Date: Tue, 9 Oct 2007 14:45:11 -0400 (EDT)
From: Steven Rostedt <rostedt@goodmis.org>
To: Peter Zijlstra <peterz@infradead.org>
cc: Gregory Haskins <ghaskins@novell.com>, Ingo Molnar <mingo@elte.hu>,
       linux-rt-users <linux-rt-users@vger.kernel.org>, kravetz@us.ibm.com,
       LKML <linux-kernel@vger.kernel.org>, pmorreale@novell.com,
       sdietrich@novell.com
Subject: Re: [RFC PATCH RT] push waiting rt tasks to cpus with lower prios.
In-Reply-To: <1191953819.5797.9.camel@lappy>
Message-ID: <Pine.LNX.4.58.0710091431120.23874@gandalf.stny.rr.com>
References: <20071009142044.4941.65189.stgit@novell1.haskins.net> 
 <Pine.LNX.4.58.0710091054430.21404@gandalf.stny.rr.com> 
 <1191944024.4281.72.camel@ghaskins-t60p.haskins.net> 
 <1191952777.23198.8.camel@localhost.localdomain> <1191953819.5797.9.camel@lappy>
MIME-Version: 1.0
Content-Type: TEXT/PLAIN; charset=US-ASCII
Sender: linux-kernel-owner@vger.kernel.org
Content-Length: 6179
Lines: 223


--

On Tue, 9 Oct 2007, Peter Zijlstra wrote:

>
> Do we really want this PREEMPT_RT only?

Yes, it will give us better benchmarks ;-)

>
> > Signed-off-by: Steven Rostedt <rostedt@goodmis.org>
> >
> > Index: linux-2.6.23-rc9-rt2/kernel/sched.c
> > ===================================================================
> > --- linux-2.6.23-rc9-rt2.orig/kernel/sched.c
> > +++ linux-2.6.23-rc9-rt2/kernel/sched.c
> > @@ -304,6 +304,7 @@ struct rq {
> >  #ifdef CONFIG_PREEMPT_RT
> >  	unsigned long rt_nr_running;
> >  	unsigned long rt_nr_uninterruptible;
> > +	int curr_prio;
> >  #endif
> >
> >  	unsigned long switch_timestamp;
> > @@ -1485,6 +1486,87 @@ next_in_queue:
> >  static int double_lock_balance(struct rq *this_rq, struct rq *busiest);
> >
> >  /*
> > + * If the current CPU has more than one RT task, see if the non
> > + * running task can migrate over to a CPU that is running a task
> > + * of lesser priority.
> > + */
> > +static int push_rt_task(struct rq *this_rq)
> > +{
> > +	struct task_struct *next_task;
> > +	struct rq *lowest_rq = NULL;
> > +	int tries;
> > +	int cpu;
> > +	int dst_cpu = -1;
> > +	int ret = 0;
> > +
> > +	BUG_ON(!spin_is_locked(&this_rq->lock));
>
> 	assert_spin_locked(&this_rq->lock);

Damn! I know that. Thanks, will fix.

>
> > +
> > +	next_task = rt_next_highest_task(this_rq);
> > +	if (!next_task)
> > +		return 0;
> > +
> > +	/* We might release this_rq lock */
> > +	get_task_struct(next_task);
>
> Can the rest of the code suffer this? (the caller that is)

━━━

> REQUIREMENT A: Copy the passage of the kernel scheduler patch discussion starting with "Damn! I know" and going on through "caller that is)".

> MATERIAL FOR THIS EXERCISE:

━━━

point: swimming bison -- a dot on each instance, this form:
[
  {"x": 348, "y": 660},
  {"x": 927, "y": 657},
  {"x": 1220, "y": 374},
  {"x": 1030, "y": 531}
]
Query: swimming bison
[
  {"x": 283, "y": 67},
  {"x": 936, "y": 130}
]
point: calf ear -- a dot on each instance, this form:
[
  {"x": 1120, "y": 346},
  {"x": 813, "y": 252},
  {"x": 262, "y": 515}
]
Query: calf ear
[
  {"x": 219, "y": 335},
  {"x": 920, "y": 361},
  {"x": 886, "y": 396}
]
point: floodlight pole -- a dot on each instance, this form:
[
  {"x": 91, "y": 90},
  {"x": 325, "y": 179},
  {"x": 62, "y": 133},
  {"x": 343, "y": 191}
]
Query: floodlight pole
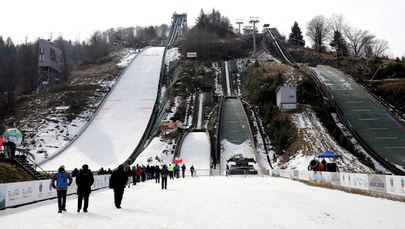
[{"x": 254, "y": 20}]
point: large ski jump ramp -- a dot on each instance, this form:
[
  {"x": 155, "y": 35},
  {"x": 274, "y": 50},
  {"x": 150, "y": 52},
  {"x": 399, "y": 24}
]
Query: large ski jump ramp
[{"x": 121, "y": 121}]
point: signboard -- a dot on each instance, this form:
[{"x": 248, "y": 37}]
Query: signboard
[
  {"x": 168, "y": 125},
  {"x": 395, "y": 185},
  {"x": 377, "y": 183},
  {"x": 191, "y": 54},
  {"x": 351, "y": 180}
]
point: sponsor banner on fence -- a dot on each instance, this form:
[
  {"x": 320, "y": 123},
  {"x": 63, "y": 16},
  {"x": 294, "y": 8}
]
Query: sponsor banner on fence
[
  {"x": 12, "y": 194},
  {"x": 3, "y": 191},
  {"x": 43, "y": 190},
  {"x": 354, "y": 180},
  {"x": 377, "y": 183},
  {"x": 20, "y": 193},
  {"x": 395, "y": 185},
  {"x": 321, "y": 177},
  {"x": 285, "y": 173},
  {"x": 304, "y": 175},
  {"x": 335, "y": 178},
  {"x": 275, "y": 172}
]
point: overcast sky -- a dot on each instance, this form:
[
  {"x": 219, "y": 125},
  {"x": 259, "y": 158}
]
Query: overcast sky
[{"x": 77, "y": 19}]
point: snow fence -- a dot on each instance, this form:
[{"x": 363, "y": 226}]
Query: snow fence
[
  {"x": 387, "y": 186},
  {"x": 20, "y": 193}
]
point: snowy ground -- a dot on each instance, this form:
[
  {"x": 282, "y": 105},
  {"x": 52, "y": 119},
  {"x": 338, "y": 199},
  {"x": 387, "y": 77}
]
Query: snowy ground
[
  {"x": 196, "y": 151},
  {"x": 216, "y": 202},
  {"x": 310, "y": 128}
]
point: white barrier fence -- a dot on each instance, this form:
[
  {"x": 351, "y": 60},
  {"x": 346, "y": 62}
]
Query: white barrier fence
[
  {"x": 13, "y": 194},
  {"x": 388, "y": 184}
]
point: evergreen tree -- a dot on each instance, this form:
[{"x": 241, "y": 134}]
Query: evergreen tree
[
  {"x": 339, "y": 44},
  {"x": 296, "y": 37}
]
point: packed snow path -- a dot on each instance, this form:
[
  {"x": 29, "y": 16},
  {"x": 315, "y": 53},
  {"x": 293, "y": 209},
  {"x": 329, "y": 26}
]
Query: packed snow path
[
  {"x": 215, "y": 202},
  {"x": 119, "y": 125},
  {"x": 196, "y": 151},
  {"x": 379, "y": 130}
]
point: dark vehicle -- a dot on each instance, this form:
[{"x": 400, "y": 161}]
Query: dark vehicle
[{"x": 241, "y": 165}]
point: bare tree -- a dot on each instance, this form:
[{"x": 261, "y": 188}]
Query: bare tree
[
  {"x": 380, "y": 46},
  {"x": 356, "y": 38},
  {"x": 318, "y": 31},
  {"x": 338, "y": 22}
]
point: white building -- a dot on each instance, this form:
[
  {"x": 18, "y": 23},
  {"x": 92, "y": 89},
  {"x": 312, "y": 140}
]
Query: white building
[{"x": 286, "y": 98}]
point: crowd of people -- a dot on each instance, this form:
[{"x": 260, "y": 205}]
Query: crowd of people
[{"x": 118, "y": 181}]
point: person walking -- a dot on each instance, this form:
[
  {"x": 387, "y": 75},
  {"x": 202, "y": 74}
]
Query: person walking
[
  {"x": 170, "y": 169},
  {"x": 177, "y": 170},
  {"x": 60, "y": 181},
  {"x": 192, "y": 170},
  {"x": 134, "y": 177},
  {"x": 157, "y": 174},
  {"x": 118, "y": 181},
  {"x": 164, "y": 173},
  {"x": 84, "y": 180},
  {"x": 183, "y": 170}
]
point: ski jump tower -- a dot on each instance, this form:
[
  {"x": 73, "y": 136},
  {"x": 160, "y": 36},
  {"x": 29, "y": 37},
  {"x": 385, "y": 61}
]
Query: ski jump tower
[
  {"x": 49, "y": 64},
  {"x": 180, "y": 20}
]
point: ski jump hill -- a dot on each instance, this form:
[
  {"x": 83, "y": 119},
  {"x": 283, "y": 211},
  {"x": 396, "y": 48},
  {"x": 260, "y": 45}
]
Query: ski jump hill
[{"x": 121, "y": 120}]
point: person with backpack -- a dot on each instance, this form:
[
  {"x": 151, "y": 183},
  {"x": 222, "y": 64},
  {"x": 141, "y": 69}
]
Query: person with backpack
[
  {"x": 118, "y": 181},
  {"x": 192, "y": 170},
  {"x": 157, "y": 174},
  {"x": 60, "y": 181},
  {"x": 84, "y": 180},
  {"x": 183, "y": 170},
  {"x": 164, "y": 174}
]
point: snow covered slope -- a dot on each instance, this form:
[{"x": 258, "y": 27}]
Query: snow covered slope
[
  {"x": 119, "y": 125},
  {"x": 215, "y": 202},
  {"x": 196, "y": 151}
]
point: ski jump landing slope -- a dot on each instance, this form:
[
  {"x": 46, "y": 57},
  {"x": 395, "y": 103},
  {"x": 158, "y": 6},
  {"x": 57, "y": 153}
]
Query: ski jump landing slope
[{"x": 122, "y": 119}]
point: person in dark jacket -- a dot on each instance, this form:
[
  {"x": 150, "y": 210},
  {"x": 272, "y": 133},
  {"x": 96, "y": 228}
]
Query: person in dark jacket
[
  {"x": 118, "y": 181},
  {"x": 192, "y": 170},
  {"x": 84, "y": 180},
  {"x": 164, "y": 174},
  {"x": 75, "y": 172},
  {"x": 134, "y": 177},
  {"x": 183, "y": 170},
  {"x": 157, "y": 174},
  {"x": 60, "y": 181}
]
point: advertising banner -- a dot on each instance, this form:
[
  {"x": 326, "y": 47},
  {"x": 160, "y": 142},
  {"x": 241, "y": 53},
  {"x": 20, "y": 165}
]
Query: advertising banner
[
  {"x": 285, "y": 173},
  {"x": 354, "y": 180},
  {"x": 20, "y": 193},
  {"x": 377, "y": 183},
  {"x": 3, "y": 191},
  {"x": 335, "y": 178},
  {"x": 395, "y": 185},
  {"x": 304, "y": 175},
  {"x": 43, "y": 190},
  {"x": 321, "y": 177},
  {"x": 275, "y": 172}
]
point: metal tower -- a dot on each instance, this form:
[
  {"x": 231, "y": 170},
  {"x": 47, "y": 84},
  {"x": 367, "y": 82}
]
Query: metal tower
[{"x": 254, "y": 20}]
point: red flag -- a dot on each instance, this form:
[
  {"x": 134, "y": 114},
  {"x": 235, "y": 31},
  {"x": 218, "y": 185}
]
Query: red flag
[{"x": 177, "y": 161}]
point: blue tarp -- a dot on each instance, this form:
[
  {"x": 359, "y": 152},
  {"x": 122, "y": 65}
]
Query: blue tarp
[{"x": 327, "y": 153}]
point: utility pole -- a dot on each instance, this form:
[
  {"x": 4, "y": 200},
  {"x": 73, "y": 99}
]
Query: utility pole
[
  {"x": 239, "y": 22},
  {"x": 254, "y": 20}
]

━━━

> REQUIREMENT B: Reproduce the rows starting with the line with "point: red flag" and going on through the end of the rows, changing "Query" to "Prompt" and leaving everything else the same. Give only those lines.

> CORRECT ANSWER A:
Damn! I know that. Thanks, will fix.

>
> > +
> > +	next_task = rt_next_highest_task(this_rq);
> > +	if (!next_task)
> > +		return 0;
> > +
> > +	/* We might release this_rq lock */
> > +	get_task_struct(next_task);
>
> Can the rest of the code suffer this? (the caller that is)

> CORRECT ANSWER B:
point: red flag -- a dot on each instance, this form:
[
  {"x": 134, "y": 114},
  {"x": 235, "y": 31},
  {"x": 218, "y": 185}
]
Prompt: red flag
[{"x": 177, "y": 161}]
point: blue tarp -- a dot on each instance, this form:
[
  {"x": 359, "y": 152},
  {"x": 122, "y": 65}
]
Prompt: blue tarp
[{"x": 327, "y": 153}]
point: utility pole -- a dot on each instance, this form:
[
  {"x": 4, "y": 200},
  {"x": 73, "y": 99}
]
Prompt: utility pole
[
  {"x": 239, "y": 22},
  {"x": 254, "y": 20}
]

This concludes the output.